### The request
Pull out every line below that contains the word "mirror" and copy each one in full.

### Source data
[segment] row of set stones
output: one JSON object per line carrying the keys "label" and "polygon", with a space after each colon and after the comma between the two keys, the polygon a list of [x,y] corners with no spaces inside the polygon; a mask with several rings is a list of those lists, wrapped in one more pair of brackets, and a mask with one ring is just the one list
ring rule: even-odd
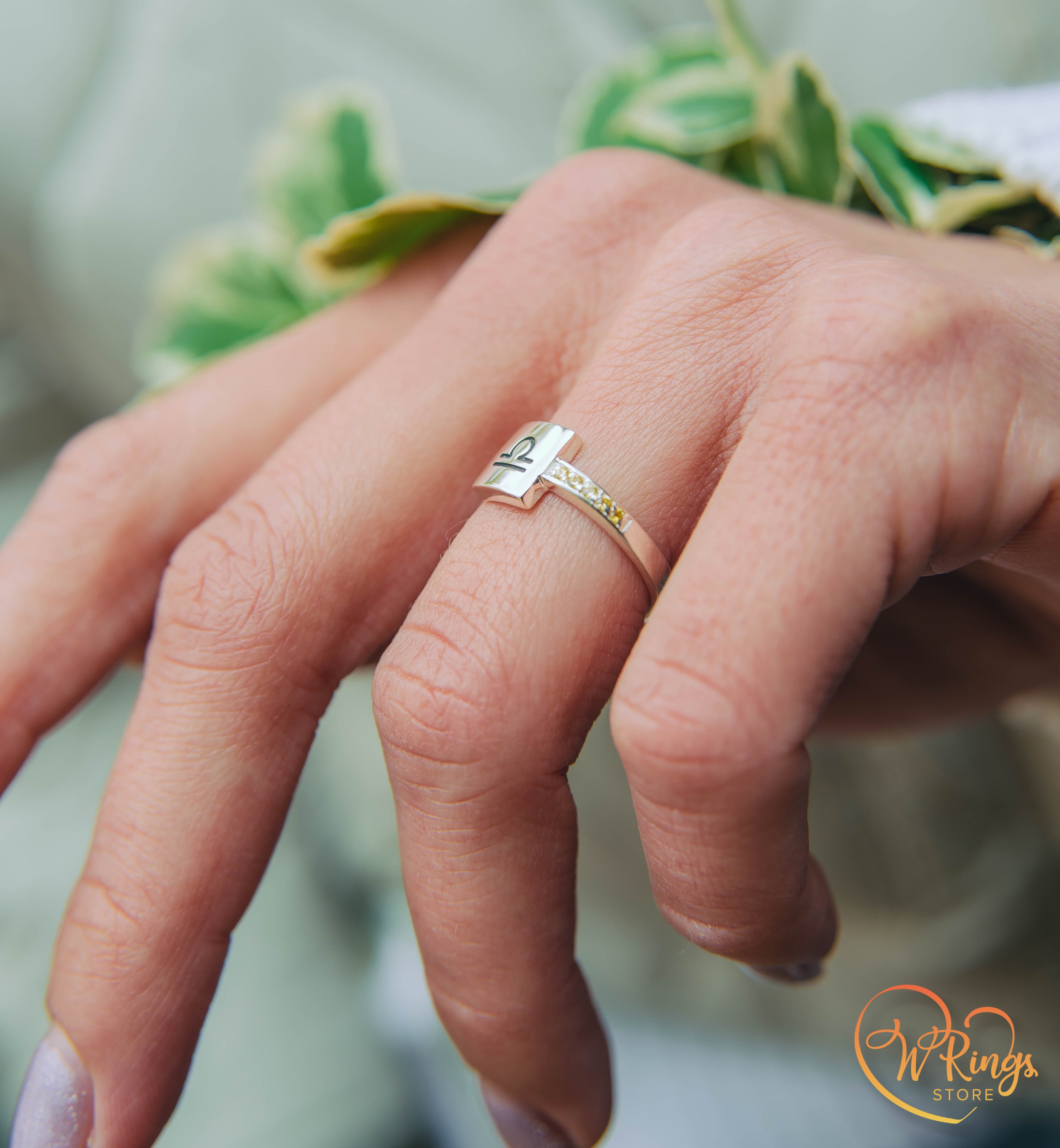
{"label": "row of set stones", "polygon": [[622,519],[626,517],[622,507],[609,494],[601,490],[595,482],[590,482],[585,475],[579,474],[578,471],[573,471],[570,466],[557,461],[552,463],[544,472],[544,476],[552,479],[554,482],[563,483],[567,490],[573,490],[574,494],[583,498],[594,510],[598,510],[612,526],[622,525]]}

---

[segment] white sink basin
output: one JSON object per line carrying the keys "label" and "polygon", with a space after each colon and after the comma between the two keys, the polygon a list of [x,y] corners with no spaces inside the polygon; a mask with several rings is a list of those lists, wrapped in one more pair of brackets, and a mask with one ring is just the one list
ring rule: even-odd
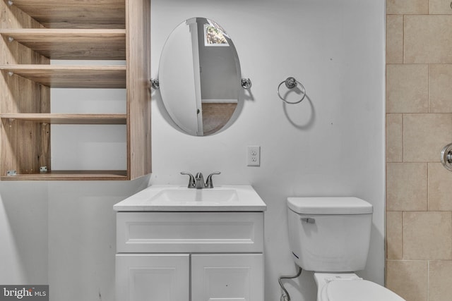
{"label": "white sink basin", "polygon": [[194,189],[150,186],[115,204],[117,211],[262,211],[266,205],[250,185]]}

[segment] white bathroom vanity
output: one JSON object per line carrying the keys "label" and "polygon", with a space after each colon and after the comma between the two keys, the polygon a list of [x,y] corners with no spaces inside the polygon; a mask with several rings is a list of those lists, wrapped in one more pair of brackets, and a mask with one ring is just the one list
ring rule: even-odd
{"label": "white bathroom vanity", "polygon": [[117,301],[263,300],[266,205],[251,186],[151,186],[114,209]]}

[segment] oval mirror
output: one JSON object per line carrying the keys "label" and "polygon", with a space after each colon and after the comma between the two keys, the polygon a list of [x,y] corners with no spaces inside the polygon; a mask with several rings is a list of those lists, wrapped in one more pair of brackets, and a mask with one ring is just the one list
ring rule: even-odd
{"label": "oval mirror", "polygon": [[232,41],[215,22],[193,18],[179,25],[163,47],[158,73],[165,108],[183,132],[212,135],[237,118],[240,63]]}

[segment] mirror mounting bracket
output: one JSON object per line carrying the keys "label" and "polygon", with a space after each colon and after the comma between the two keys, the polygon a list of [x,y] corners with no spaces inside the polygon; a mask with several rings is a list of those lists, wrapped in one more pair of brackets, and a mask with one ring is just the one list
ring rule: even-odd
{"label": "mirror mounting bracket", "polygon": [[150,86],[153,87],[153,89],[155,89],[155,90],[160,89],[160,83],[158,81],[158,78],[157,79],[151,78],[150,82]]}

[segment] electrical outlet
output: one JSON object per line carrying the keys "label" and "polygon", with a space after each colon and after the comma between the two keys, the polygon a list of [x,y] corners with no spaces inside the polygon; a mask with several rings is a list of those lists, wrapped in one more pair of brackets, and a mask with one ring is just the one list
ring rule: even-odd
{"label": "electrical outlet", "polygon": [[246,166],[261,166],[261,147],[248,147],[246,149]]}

### Response below
[segment] oval mirror
{"label": "oval mirror", "polygon": [[232,41],[215,22],[193,18],[179,25],[163,47],[158,73],[165,108],[183,132],[212,135],[237,118],[240,63]]}
[segment] mirror mounting bracket
{"label": "mirror mounting bracket", "polygon": [[150,86],[153,87],[153,89],[155,89],[155,90],[160,89],[160,83],[158,81],[158,78],[157,79],[151,78],[150,82]]}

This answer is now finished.